--- Problem to solve ---
Repeat word for word the passage of the post on micronutrients in global fish catches, starting at "Micronutrients, Global Fish" and ending at "around the globe.".

Thursday, January 9, 2020

Micronutrients, Global Fish Catches and Sustainability

Environmental & Science Education
STEM
Health
Sustainability
Edward Hessler

Writing in the British journal Nature, Daniel Pauly summarizes a research report on the nutrient content of fish around the globe.

The researchers determined the "nutritional content of 367 species of fish" and then "for 43 countries, the authors mapped the relationship between the fish-derived nutrients available from fisheries' catches and the prevalence of nutrient-deficiency diseases in communities living within 100 kilometres (~62 miles) of the coast." The abstract of the paper is found here; the full paper is behind a subscription wall.

The nutrients, actually micronutrients (trace chemicals essential for normal growth and development) measured are essential for good health: calcium, iron, zinc, selenium, omega-3, and vitamin A.

--- Stored data ---
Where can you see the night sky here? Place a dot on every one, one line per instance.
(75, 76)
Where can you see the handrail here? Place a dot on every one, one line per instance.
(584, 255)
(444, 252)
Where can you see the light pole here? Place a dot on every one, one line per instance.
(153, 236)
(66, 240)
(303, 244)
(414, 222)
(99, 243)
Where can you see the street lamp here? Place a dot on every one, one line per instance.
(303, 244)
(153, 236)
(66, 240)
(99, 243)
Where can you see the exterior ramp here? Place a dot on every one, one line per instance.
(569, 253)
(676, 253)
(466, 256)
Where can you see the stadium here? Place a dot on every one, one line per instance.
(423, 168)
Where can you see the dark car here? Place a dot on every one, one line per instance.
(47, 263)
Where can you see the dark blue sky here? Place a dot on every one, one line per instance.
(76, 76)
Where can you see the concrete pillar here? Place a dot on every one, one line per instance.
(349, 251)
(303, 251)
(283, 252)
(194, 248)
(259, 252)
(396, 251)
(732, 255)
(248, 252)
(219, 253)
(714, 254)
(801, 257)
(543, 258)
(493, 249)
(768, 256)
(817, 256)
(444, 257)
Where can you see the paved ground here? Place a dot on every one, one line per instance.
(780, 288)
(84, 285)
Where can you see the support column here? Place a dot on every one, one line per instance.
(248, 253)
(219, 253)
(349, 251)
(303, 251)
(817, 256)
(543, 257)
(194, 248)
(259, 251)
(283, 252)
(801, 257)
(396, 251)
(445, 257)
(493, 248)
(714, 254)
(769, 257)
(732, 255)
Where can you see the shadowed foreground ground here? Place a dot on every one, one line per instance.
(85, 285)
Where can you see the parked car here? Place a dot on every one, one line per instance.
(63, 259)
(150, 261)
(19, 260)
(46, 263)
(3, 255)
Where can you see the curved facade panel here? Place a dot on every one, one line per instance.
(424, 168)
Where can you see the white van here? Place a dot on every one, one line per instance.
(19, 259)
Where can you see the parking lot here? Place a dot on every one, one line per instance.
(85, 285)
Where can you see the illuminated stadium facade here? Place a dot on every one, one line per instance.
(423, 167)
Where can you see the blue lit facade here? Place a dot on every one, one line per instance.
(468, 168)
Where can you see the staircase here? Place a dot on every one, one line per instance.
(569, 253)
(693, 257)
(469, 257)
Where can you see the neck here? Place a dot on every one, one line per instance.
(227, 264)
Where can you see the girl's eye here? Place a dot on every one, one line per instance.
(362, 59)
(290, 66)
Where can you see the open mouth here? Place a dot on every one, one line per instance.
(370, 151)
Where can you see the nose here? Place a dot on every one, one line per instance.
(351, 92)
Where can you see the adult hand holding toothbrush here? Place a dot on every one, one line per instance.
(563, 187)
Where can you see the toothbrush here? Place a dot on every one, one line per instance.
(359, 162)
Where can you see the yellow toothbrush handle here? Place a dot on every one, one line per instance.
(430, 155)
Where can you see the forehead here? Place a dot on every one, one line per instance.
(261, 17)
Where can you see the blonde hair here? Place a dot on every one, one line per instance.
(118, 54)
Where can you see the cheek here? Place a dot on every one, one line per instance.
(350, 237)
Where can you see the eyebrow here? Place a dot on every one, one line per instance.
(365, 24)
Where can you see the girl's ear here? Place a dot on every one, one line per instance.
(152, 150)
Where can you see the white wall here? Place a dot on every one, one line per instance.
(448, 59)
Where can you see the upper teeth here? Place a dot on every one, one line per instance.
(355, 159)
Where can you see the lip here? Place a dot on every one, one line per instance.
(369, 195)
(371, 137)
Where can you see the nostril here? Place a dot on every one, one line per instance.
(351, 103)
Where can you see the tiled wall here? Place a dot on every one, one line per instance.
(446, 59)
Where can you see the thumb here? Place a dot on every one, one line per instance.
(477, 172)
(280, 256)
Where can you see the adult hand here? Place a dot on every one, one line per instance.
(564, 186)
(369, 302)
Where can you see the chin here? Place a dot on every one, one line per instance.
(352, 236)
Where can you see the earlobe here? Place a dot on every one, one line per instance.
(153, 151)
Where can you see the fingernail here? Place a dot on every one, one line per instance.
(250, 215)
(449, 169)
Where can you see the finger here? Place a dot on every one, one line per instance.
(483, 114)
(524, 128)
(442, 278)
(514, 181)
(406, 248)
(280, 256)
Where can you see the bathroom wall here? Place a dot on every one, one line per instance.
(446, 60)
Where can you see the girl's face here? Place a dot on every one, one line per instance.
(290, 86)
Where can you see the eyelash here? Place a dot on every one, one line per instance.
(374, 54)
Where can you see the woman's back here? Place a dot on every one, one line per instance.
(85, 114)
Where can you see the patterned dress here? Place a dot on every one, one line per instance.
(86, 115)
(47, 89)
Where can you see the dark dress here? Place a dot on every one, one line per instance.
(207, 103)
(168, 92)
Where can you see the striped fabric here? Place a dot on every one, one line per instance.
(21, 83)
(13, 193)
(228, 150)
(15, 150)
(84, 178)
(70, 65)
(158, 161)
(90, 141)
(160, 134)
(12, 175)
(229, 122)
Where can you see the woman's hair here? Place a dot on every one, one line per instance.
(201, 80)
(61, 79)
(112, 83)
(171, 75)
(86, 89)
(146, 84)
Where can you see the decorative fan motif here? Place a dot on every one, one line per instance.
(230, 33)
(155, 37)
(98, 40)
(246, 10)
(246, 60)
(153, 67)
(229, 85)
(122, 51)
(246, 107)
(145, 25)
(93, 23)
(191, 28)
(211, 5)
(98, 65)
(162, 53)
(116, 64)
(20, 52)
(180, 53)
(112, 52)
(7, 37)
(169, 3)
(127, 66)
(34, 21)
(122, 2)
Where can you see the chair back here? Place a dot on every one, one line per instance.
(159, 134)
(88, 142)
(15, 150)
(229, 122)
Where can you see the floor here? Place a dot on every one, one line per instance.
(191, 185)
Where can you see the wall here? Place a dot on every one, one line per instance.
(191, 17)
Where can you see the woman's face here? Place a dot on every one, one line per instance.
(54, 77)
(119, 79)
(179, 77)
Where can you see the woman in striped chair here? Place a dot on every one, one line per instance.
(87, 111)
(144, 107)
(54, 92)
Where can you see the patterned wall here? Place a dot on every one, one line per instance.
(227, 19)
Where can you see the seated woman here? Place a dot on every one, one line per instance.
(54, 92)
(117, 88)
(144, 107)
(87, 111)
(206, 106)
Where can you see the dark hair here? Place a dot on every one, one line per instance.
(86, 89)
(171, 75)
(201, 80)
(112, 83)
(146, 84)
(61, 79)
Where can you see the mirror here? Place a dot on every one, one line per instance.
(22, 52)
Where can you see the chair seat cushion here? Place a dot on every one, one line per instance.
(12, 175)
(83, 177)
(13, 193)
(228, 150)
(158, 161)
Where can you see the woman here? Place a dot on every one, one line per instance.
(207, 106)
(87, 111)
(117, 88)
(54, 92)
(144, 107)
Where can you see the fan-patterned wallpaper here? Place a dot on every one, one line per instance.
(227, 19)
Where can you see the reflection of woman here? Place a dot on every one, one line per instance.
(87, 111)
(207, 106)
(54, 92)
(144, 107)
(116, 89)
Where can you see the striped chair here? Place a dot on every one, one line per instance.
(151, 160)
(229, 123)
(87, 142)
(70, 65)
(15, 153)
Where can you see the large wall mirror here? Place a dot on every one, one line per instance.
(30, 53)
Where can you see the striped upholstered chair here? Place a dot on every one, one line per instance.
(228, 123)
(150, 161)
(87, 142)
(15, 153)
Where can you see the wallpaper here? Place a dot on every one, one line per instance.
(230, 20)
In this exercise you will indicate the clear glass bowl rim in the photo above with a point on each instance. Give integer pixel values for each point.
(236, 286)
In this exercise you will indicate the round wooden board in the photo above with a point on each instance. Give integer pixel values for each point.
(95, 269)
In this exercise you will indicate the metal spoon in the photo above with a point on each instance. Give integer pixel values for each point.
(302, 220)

--- Written solution ---
Micronutrients, Global Fish Catches and Sustainability

Environmental & Science Education
STEM
Health
Sustainability
Edward Hessler

Writing in the British journal Nature, Daniel Pauly summarizes a research report on the nutrient content of fish around the globe.